YOUR OBJECTIVE |
Print the listing once more, exactly as it stands.

DATA PROVIDED |
----
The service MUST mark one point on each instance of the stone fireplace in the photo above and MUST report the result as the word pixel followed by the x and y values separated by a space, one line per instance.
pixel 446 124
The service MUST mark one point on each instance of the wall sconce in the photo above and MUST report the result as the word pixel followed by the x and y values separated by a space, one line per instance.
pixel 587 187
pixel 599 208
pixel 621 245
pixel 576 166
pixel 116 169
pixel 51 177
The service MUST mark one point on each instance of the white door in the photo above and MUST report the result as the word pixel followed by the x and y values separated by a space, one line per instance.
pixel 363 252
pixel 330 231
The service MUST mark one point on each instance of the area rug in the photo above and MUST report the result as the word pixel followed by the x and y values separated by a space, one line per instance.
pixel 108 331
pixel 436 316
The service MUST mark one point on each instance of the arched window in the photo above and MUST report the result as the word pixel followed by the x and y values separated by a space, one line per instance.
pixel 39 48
----
ANSWER BOX |
The service MUST mark one point on each instance of the stone fireplace in the photo above and MUST report the result as the word pixel followed by the x and y values separated by a space, one line per instance.
pixel 446 124
The service MUST mark one point on each instance of the wall sconce in the photo above and MUST report the result as the word pixel followed by the x and y values separated by a space, one line per instance.
pixel 587 187
pixel 599 208
pixel 621 245
pixel 576 166
pixel 116 169
pixel 51 177
The service MUST mark one point on each instance of the white door in the photo above and MUST report the result as the word pixel followed by the x and y values separated by a space, one line per instance.
pixel 363 252
pixel 330 231
The service MUST mark one point on each instance of the area rug in the photo above and MUST report the result as the word pixel followed by the x and y values separated by a space, one line per instance.
pixel 108 331
pixel 436 316
The service MUST mark one point on each instance of the arched window in the photo above and MUST report the result as the word pixel followed by the x and y values separated by a space, one line per instance.
pixel 39 48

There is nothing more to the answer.